*Texto mostrado*.
= = = = =
Quizás, incluso, estamos todos (aquí, allí, allá) del lado equivocado del universo esperando a que un agujero negro nos transporte a la realidad verdadera, al reverso perfecto.
Y, sin embargo, aquí estoy intentando reparar un viejo teléfono, pelando finos cables, trenzando frágiles empalmes con torpes herramientas, ayudado tan solo por dos pares de gafas: uno sobre otro. Si en lugar de un teléfono fuese un juguete parecería un personaje de Dickens. Ni siquiera necesito para nada el maldito teléfono de pared en estos tiempos de comunicaciones inalámbricas y terminales portátiles (no estoy contándoles esto al oído); pero…
Pero, un prurito de buen hacer parece que me obliga. Quizás sea sólo ese prurito el que me diferencia de los adocenados mármoles del Partenón o las apenas sensitivas magnolias que duermen en el jardín más secreto del mundo su última siesta larga. Un prurito que me empuja a hacer las cosas que sí necesito hacer igual de bien que las que no; a no culpar a terceros o a no perder los nervios ante la natural adversidad que implica vivir en medio de una explosión de tamaño y violencia inimaginables.
No puedo culpar a quienes se preguntan por su singularidad y fantasean sobre otras vidas como las suyas más allá de terror del espacio vacío. ¿Habrá otras vidas ahí fuera? ¿Repararán viejos teléfonos incapaces de atender a esta como a muchas otras preguntas? ¿Y más allá de la vida, habrá, de haber alguna cosa, también ocupaciones puramente inútiles, capaces de trascender la trascendencia? ¿Será allí como aquí, como allá? A lo mejor allá no tienen tradiciones y, en consecuencia, han evolucionado sin allí y ya son más que humanos, o a lo mejor aquí, gracias a nuestras tradiciones, no hemos llegado a serlo realmente, por mucho que nos consideremos el alfa y el omega de nuestras ambiciones.
= = = = =
*Sección de datos*.
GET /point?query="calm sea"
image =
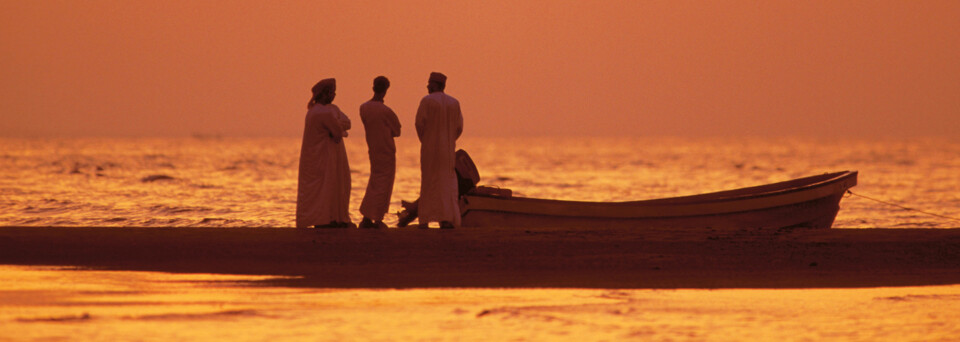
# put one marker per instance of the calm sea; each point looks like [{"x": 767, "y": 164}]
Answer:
[
  {"x": 252, "y": 182},
  {"x": 232, "y": 182}
]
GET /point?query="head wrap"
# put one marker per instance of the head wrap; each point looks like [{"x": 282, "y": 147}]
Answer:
[
  {"x": 438, "y": 77},
  {"x": 323, "y": 85}
]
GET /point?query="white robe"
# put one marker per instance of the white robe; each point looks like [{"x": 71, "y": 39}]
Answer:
[
  {"x": 381, "y": 125},
  {"x": 323, "y": 188},
  {"x": 439, "y": 124}
]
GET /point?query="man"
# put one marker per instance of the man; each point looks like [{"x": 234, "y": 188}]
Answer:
[
  {"x": 323, "y": 188},
  {"x": 439, "y": 124},
  {"x": 381, "y": 125}
]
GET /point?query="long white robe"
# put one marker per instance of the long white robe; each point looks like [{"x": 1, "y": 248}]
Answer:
[
  {"x": 381, "y": 125},
  {"x": 439, "y": 124},
  {"x": 323, "y": 187}
]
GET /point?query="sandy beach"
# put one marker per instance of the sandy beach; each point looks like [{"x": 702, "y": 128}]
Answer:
[{"x": 545, "y": 257}]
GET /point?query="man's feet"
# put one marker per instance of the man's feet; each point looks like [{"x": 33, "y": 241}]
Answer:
[
  {"x": 367, "y": 223},
  {"x": 331, "y": 225}
]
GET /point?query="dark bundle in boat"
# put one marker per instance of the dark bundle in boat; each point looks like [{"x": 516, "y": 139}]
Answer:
[{"x": 809, "y": 202}]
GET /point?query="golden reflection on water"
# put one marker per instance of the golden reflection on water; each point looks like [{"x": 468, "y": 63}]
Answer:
[{"x": 56, "y": 303}]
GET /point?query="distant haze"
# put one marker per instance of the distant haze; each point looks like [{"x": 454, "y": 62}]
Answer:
[{"x": 626, "y": 68}]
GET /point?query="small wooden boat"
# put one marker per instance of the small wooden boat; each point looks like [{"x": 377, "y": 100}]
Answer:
[{"x": 811, "y": 202}]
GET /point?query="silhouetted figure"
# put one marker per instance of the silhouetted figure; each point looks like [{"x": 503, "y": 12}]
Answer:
[
  {"x": 467, "y": 179},
  {"x": 381, "y": 125},
  {"x": 439, "y": 124},
  {"x": 323, "y": 188}
]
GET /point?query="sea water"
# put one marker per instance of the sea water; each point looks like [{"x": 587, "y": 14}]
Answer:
[
  {"x": 252, "y": 182},
  {"x": 232, "y": 182}
]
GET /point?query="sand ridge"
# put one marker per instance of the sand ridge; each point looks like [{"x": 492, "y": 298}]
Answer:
[{"x": 500, "y": 257}]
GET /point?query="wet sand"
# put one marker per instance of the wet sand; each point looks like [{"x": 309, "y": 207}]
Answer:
[{"x": 492, "y": 257}]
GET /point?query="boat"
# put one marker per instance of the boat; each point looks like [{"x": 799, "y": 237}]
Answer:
[{"x": 809, "y": 202}]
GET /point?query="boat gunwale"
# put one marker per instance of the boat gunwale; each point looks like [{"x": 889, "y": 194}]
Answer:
[{"x": 743, "y": 199}]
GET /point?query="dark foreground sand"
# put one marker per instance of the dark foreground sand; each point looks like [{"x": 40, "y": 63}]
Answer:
[{"x": 545, "y": 257}]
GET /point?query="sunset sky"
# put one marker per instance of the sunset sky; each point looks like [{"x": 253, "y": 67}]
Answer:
[{"x": 626, "y": 68}]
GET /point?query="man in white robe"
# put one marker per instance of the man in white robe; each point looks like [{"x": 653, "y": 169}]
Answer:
[
  {"x": 381, "y": 125},
  {"x": 323, "y": 188},
  {"x": 439, "y": 124}
]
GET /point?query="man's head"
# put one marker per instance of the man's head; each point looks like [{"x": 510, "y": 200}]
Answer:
[
  {"x": 380, "y": 85},
  {"x": 325, "y": 91},
  {"x": 437, "y": 82}
]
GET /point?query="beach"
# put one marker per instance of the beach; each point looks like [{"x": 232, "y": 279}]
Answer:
[{"x": 508, "y": 258}]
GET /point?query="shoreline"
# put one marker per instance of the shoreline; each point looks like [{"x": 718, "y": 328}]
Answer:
[{"x": 513, "y": 258}]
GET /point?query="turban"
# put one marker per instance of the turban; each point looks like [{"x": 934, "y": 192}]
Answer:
[
  {"x": 323, "y": 85},
  {"x": 438, "y": 77}
]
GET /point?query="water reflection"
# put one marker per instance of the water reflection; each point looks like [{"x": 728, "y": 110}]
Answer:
[{"x": 56, "y": 303}]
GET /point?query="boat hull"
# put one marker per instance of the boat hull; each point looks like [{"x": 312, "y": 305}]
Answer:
[{"x": 811, "y": 202}]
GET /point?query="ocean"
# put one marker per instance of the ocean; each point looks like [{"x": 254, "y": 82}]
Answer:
[{"x": 251, "y": 182}]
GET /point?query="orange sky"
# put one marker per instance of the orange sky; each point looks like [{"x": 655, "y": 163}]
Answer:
[{"x": 814, "y": 68}]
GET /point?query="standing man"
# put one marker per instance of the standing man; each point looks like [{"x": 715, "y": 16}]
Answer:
[
  {"x": 381, "y": 125},
  {"x": 439, "y": 124},
  {"x": 323, "y": 187}
]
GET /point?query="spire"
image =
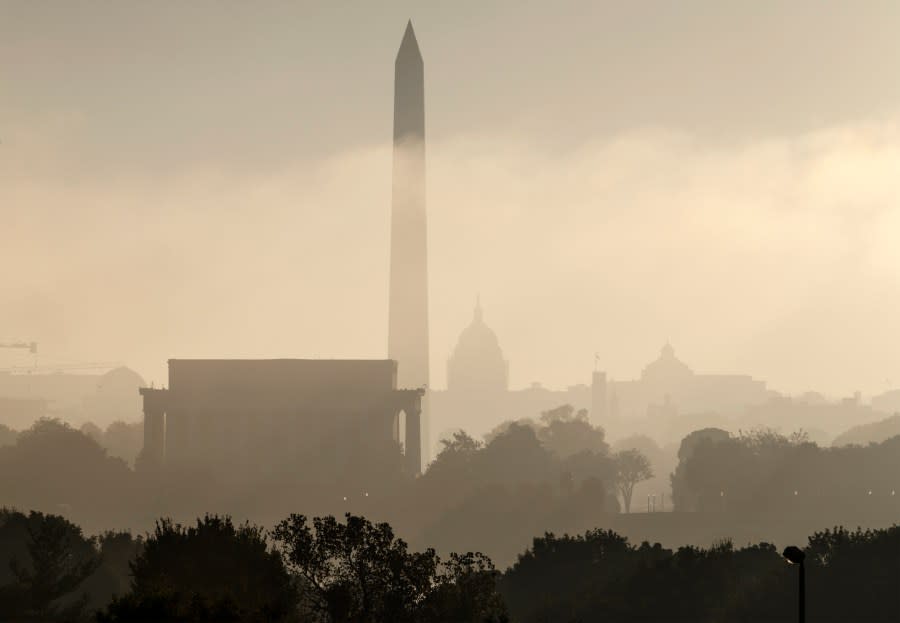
= = = = =
*Instrucciones*. Escribe la continuación de la reflexión sobre la reparación del viejo teléfono, empezando justo después de su última oración.

*Respuesta final*.
Aquí, en medio de una explosión condenada a extinguirse de manera inversamente proporcional a su expansión, mantenemos la creencia de que todo en nuestras vidas depende de un eterno afán o de un perfecto ciclo circular, recurrente que, a su vez, se genera en un planeta de triste historia que órbita una estrella enana cuyo nombre no podría competir con los adjudicados por la ficción a sus creaciones. Una estrella cuya vida, por cierto, carece de interés. Pero ese es el pequeño mundo en el que vivimos unas vidas que no alcanzan más de cien años, con suerte. Sería inteligente no aplicar a ese pequeño margen criterios galácticos; porque si advertimos el peso de las palabras que componían la oración anterior, reconoceremos enseguida que las más grandes no son las más pesadas, que las más inspiradas no son que más nos inquietan.
Creo que el descubrimiento del cosmos, el acceso a su inmensidad, no nos ha hecho más grandes sino pequeños y oscuramente acomplejados, peligrosos dependientes de alguna pieza exterior que repare un mecanismo al que no tendría por qué fallarle y menos faltarle alguna, pero con cuyo funcionamiento no estamos ganando gran cosa. Es cierto que, frente a la inabarcable duración de la explosión que nos cobija, cualquier pasado individual es un cristal de nieve, invisible y brevísimo sobre la ventana de lo infinitamente divisible.
La ficción –de la vida, del humano linaje, de la cultura– amplia ese territorio, convierte ese cajón de recuerdos individuales en un teatro monumental y a nuestro modesto pasado lo transmuta en una representación cuyo comienzo no alcanzamos y cuyo final es asombrosamente innumerable.
Y si ya no es la última frase, sino todo el discurso el que es dicho por la memoria, el que emerge de la ficción de la vida, del humano linaje, de la cultura, quizás, solo quizás, seamos tan eternos como nuestra propia imaginación y en una vida quepa todo el Big Bang. A eso lo llamaría liberalismo emocional, transcendentalismo capitalista; lo que quieran.
Cuando jugaba al ajedrez (ahora cuido jardines) solía perder pocas veces –aunque las suficientes como para no haberme considerado nunca un maestro– y siempre solía ser por el mismo motivo: preferir la belleza a la eficacia.
— ¿Y por qué no ambas cosas?
— Bueno, verás, Pangur… Cuando digo que prefería la belleza a la eficacia no digo que no quisiera ser eficaz, sino que quería ser eficaz sin arruinar la verdadera razón del juego.
— ¡La belleza!
— Eso es. Gato listo.
He vivido la belleza de una época asombrosa desde el privilegio de un pasado adquirido que hace de Homero, de Safo, de Shakespeare, de Bach, de Mandeville, de Velázquez, de Marx, de Luxemburgo, de Einstein o… de Groucho gente real, gente con la que conversar, decidir, convivir y, sobre todo, descuerar torquemadas.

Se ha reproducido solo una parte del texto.